··· SELECTED PASSAGE
Great explanation, that's why if someone uses V-Sync, it's recommended to activate Triple Buffering, so instead of having 2 buffers, we have 3. I saw a nice improvement using it on F.E.A.R. when I ran it on my old good X800XT PE. But about the Need for Speed games, I've seen that in most systems, runs pretty equal, may be there's some unoptimized code that bottlenecks something.
 

graham h

Junior Member
May 16, 2005
6
0
0
this game has always had issues with Nvidia cards. There are loads of people with the same issues.
Seems crazy to me that E.A would produce a game to suit ATI when less than 20% of the gaming market actually use ATI cards.
 

evolucion8

Platinum Member
Jun 17, 2005
2,867
3
81
Originally posted by: graham h
this game has always had issues with Nvidia cards. There are loads of people with the same issues.
Seems crazy to me that E.A would produce a game to suit ATI when less than 20% of the gaming market actually use ATI cards.

What did you say? LOL, you should investigate first before posting such biased comments.
 

graham h

Junior Member
May 16, 2005
6
0
0
I'm not biased at all.
Its a simple fact that Nvidia out sell ATI by 4-1 at least.
Its probably more right now
 

evolucion8

Platinum Member
Jun 17, 2005
2,867
3
81
Originally posted by: graham h
I'm not biased at all.
Its a simple fact that Nvidia out sell ATI by 4-1 at least.
Its probably more right now

Probably nVidia has a bigger market share than ATi, let me put it like this, Intel has the 50% of the market share, nVidia has the 25% market share, ATi has 20% market share and the rest 5% is for Via, Sis etc. Is not like because ATi hasn't launched a DX10 card, means that people discarded ATi cards to buy nVidia cards. After all, ATi owned the GeForce FX in sales and performance with their Radeon 9X00 series in midrange and high end markets. Then ATi owned again the GeForce 6 series in performance and sales in the high end, in the midrange, nVidia had a solid market with it's 6600GT where the X600 and X700 didn't compete well. Then nVidia launched the 7800 series and gained market share against the X1800 series cause of their late arrival, availability and not so great performance. Then ATi came back with it's X1900 series of cards which outperforms the 7900 series of cards (Except 7950GX2 which is very hard to find since it's launch) and gained the crown of performance and still selling strong today. The 7600 series of cards outsold the X1600 series of cards due to it's poor performance, even though the X1650XT came as a savior, was a bit late on the scene but still selling strong. So is not like ATi is veeeeeeeeeeeeeeery far behind against nVidia in market share or something. Todays most demanded skus today are the X1950PRO, X1950XT, Geforce 7950GT, 7900GS and now the 8800 series of cards. So is not like NVidia out sell ati 4-1 cause the offers from both companies are comparably good, some have it's strong points, others have their weak spots. Money is not on the high end, is on the midrange and low end market. Not all people have 500 bucks to spend on a card. Researching doesn't cost nothing. :)
······
··· DATA UNDER STUDY
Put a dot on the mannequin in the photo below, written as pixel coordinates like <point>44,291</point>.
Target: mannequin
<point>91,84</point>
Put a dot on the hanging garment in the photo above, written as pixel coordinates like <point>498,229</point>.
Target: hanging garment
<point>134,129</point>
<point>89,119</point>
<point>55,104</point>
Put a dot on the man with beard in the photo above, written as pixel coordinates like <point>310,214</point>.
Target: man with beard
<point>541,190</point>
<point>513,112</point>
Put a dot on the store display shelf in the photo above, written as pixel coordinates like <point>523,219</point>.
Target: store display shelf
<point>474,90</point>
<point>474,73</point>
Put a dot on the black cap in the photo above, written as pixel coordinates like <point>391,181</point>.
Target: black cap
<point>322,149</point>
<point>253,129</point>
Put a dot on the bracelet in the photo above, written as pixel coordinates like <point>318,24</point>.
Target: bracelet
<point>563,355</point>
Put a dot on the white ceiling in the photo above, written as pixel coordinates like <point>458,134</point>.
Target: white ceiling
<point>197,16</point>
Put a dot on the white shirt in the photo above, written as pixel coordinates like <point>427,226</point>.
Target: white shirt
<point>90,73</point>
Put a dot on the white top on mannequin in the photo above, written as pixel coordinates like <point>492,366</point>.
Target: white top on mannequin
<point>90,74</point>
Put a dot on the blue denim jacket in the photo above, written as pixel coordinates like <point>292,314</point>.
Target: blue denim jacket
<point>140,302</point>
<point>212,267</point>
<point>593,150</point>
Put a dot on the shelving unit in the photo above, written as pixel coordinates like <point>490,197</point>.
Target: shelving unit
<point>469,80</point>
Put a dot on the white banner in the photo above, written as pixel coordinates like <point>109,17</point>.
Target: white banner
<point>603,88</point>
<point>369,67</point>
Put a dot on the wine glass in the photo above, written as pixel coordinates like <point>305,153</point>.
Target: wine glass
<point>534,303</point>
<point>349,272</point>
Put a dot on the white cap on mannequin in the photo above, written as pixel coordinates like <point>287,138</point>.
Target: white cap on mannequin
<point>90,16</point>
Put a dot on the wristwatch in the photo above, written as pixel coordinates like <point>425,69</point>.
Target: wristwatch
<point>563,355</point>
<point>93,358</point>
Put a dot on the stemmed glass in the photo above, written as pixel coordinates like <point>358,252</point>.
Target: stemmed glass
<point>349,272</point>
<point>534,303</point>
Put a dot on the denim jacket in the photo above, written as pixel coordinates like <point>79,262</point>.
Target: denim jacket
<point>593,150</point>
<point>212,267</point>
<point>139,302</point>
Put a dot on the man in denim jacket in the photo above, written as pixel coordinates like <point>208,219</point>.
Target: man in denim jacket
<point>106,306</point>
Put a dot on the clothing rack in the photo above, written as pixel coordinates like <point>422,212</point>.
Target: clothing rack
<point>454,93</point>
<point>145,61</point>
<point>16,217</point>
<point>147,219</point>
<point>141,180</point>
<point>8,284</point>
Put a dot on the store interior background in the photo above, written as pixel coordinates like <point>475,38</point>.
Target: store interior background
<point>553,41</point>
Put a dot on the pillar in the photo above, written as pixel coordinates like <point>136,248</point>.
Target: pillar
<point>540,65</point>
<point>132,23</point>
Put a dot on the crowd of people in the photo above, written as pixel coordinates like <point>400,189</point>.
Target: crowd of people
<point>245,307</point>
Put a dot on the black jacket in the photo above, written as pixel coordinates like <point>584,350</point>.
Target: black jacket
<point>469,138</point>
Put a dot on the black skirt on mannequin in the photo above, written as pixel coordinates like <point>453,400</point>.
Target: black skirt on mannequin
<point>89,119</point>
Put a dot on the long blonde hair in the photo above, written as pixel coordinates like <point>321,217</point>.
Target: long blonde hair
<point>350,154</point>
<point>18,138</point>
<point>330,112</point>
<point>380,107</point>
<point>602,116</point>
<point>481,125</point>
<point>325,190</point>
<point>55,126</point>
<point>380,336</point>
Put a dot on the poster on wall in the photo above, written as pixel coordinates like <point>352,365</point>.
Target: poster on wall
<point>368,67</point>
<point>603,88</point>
······
### REQUIRED ACTIONS
1. In the graphics card forum thread, rewrite the passage starting at "Great explanation, that's" and ending at "that bottlenecks something.", replacing "Triple Buffering" with "triple buffering".
2. According to the graphics card forum thread, what market share does evolucion8 give nVidia?

### SOLUTIONS TO THE EXERCISE
1.
Great explanation, that's why if someone uses V-Sync, it's recommended to activate triple buffering, so instead of having 2 buffers, we have 3. I saw a nice improvement using it on F.E.A.R. when I ran it on my old good X800XT PE. But about the Need for Speed games, I've seen that in most systems, runs pretty equal, may be there's some unoptimized code that bottlenecks something.

2. 25%